Count the lines in the listing below that contain the string "sleeve", and reply with the number alone.

# Extracted records:
-- START --
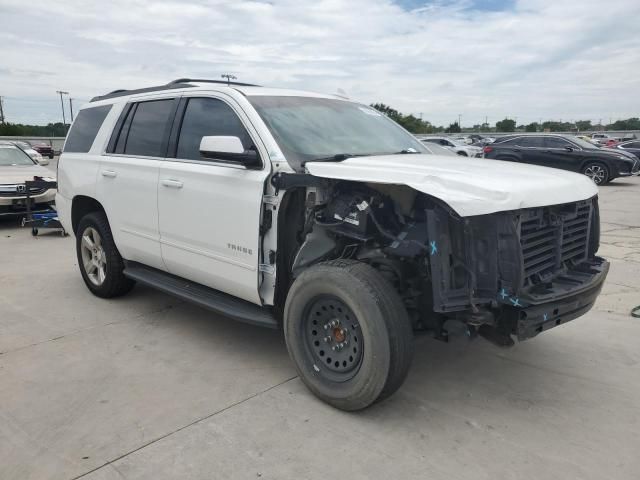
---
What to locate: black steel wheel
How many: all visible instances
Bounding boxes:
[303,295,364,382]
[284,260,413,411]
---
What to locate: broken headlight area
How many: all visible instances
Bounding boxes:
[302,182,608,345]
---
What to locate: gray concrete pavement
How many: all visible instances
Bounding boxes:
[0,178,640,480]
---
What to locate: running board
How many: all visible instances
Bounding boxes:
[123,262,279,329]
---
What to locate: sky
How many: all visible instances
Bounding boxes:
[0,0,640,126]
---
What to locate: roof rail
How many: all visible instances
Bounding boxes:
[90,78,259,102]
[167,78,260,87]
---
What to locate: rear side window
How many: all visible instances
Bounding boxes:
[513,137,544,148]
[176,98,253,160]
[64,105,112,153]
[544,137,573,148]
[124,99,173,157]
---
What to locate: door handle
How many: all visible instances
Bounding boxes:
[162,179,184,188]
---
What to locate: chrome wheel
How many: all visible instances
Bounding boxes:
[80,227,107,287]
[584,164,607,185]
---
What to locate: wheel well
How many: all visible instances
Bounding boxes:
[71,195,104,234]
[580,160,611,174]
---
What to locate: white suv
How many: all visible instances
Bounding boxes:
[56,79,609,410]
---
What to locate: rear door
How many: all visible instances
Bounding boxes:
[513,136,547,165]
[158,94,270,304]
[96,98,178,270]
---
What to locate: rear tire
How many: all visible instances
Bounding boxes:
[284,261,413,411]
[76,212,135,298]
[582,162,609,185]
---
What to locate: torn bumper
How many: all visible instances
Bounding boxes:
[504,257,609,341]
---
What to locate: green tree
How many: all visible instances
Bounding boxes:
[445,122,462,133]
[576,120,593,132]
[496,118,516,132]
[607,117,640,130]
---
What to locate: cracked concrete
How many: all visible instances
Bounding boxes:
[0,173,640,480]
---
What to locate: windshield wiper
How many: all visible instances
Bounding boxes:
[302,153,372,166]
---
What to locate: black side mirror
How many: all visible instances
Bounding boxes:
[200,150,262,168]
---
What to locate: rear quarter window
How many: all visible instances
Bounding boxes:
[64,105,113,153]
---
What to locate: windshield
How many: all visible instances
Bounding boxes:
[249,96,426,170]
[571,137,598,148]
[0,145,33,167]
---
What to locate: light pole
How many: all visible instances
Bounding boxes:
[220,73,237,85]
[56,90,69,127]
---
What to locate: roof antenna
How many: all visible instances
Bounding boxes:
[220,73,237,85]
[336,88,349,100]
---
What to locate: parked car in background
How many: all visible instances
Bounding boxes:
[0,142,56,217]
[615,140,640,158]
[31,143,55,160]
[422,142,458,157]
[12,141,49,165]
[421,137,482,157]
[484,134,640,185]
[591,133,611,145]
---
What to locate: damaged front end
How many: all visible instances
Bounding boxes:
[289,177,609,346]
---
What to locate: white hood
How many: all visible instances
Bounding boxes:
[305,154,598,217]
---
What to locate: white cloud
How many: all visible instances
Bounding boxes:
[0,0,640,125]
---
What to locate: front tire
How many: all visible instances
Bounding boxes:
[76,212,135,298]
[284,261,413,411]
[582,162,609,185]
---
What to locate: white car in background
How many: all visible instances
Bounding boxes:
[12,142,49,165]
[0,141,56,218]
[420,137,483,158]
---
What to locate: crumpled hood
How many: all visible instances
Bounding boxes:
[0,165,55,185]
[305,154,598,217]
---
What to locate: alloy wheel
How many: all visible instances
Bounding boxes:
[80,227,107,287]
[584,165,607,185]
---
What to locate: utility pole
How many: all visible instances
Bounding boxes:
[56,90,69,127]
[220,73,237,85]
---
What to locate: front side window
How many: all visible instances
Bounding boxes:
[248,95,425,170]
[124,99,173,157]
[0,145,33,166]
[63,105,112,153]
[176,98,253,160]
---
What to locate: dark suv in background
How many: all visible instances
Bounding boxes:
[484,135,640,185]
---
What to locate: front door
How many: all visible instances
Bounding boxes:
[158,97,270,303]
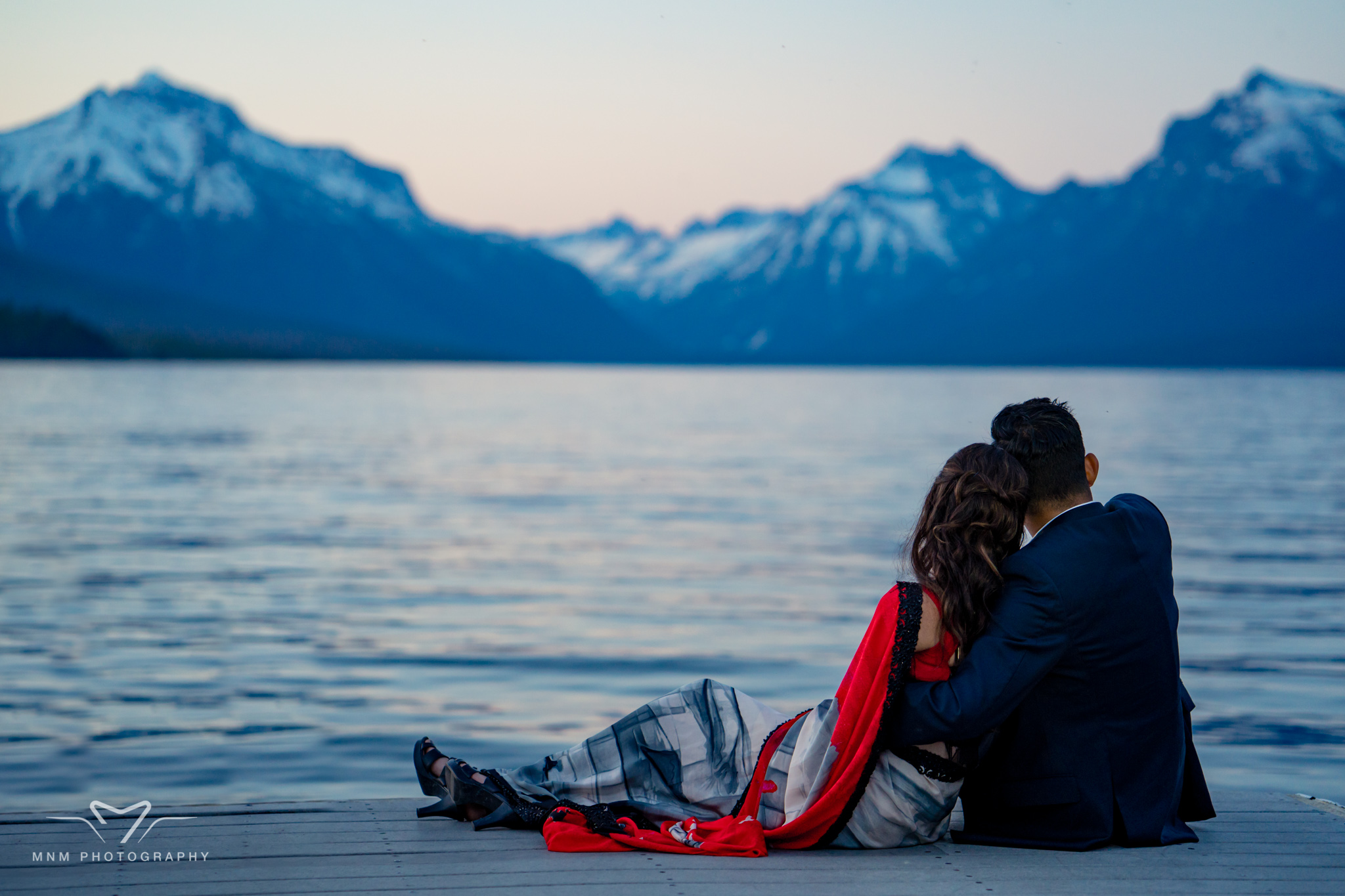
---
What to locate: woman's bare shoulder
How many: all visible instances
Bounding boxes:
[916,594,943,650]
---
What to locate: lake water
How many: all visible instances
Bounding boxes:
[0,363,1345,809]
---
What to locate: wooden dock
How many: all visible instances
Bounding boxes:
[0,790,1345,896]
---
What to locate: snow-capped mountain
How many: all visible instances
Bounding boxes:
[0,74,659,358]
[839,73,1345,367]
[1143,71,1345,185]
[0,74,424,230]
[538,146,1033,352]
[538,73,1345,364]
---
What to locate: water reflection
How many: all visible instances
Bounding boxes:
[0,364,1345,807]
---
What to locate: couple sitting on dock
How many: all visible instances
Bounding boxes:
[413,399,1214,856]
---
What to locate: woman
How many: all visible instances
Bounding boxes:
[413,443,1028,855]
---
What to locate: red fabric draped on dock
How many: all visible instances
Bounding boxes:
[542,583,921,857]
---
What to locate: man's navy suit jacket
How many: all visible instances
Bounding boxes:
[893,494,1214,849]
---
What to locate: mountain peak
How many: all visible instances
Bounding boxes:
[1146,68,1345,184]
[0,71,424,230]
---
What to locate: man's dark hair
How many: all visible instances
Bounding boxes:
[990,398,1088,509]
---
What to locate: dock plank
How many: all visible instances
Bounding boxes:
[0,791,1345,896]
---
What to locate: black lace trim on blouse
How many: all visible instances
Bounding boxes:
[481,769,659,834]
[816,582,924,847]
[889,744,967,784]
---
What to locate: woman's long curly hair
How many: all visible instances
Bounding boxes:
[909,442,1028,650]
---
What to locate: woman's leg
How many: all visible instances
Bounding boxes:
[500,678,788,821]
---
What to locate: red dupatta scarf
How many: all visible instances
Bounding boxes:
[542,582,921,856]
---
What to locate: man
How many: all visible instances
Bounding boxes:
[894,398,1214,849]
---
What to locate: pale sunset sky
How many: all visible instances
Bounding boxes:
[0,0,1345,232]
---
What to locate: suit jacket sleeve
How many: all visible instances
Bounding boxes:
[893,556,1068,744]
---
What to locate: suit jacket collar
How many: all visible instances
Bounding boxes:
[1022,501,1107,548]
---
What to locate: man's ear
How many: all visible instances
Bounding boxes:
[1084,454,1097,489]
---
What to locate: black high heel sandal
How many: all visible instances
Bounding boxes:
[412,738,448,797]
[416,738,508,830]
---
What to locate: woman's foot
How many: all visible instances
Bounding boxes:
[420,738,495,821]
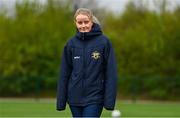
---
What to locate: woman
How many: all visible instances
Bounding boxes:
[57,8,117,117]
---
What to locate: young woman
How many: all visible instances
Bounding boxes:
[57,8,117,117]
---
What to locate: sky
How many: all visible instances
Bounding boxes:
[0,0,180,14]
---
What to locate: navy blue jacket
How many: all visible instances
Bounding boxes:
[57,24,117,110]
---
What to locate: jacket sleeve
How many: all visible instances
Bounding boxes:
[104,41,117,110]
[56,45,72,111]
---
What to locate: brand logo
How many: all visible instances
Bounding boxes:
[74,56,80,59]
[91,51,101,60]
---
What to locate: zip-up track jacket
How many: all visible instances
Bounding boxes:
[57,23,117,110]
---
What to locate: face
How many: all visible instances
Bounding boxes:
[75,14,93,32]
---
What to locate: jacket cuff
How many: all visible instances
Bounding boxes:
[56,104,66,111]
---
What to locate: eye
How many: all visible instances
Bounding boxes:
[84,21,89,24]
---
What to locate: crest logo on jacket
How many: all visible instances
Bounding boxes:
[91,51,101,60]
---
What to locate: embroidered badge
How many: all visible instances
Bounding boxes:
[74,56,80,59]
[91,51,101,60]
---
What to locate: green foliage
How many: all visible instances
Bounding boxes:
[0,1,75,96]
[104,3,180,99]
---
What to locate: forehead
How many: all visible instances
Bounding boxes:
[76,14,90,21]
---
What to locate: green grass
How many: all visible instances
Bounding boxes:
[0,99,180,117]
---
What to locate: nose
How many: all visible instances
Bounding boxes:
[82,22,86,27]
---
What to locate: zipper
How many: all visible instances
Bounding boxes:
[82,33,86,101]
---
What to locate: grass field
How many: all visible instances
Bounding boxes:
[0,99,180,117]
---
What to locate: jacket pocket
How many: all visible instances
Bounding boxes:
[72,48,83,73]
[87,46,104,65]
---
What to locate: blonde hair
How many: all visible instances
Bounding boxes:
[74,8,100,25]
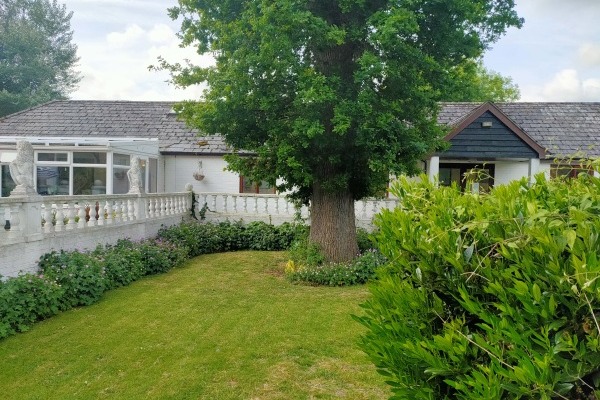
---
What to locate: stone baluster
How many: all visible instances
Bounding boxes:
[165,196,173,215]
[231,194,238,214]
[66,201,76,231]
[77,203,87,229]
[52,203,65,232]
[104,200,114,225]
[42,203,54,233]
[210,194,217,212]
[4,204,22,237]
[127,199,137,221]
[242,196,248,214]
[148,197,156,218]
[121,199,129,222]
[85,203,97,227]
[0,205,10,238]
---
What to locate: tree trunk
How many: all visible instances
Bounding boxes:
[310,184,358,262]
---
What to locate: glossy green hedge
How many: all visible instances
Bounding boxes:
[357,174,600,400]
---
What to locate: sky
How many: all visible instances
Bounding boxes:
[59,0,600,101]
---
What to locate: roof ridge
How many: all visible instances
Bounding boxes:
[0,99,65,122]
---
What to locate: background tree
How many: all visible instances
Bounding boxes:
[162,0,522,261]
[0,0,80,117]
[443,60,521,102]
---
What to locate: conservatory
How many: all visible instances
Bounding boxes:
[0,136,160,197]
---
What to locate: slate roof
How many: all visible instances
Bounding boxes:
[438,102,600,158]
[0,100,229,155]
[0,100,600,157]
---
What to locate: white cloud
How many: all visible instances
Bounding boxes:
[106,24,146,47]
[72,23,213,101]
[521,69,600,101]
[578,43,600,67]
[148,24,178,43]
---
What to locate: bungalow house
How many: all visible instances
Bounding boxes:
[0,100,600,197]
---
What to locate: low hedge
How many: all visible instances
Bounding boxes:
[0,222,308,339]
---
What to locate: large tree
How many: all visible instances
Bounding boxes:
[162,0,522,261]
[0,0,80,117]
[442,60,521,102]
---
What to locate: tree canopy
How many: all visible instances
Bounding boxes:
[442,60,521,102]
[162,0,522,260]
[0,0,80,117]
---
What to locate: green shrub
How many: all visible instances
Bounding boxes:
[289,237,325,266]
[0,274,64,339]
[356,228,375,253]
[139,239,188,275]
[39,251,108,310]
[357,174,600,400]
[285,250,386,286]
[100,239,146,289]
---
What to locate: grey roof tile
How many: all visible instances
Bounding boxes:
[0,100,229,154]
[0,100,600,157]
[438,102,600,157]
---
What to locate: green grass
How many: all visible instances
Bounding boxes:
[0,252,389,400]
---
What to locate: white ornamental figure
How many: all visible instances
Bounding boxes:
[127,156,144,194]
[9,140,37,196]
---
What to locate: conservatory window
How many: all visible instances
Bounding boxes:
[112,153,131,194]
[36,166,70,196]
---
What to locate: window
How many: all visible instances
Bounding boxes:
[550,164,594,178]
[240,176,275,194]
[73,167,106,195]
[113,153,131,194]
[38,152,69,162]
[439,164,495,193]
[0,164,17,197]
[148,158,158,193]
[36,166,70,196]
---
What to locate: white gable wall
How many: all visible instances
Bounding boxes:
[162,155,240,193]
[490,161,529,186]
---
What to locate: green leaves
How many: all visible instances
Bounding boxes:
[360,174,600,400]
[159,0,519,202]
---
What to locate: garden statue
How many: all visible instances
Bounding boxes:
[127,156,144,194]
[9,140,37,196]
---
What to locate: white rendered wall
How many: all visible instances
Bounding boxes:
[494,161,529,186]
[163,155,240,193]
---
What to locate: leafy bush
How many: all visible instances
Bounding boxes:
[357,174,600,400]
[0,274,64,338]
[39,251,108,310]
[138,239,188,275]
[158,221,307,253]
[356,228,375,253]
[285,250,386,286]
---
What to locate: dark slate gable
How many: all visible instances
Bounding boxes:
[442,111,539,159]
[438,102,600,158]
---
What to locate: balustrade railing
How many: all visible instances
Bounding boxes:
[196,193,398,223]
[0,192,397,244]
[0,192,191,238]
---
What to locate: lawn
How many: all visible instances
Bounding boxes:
-- END --
# Result for this exercise:
2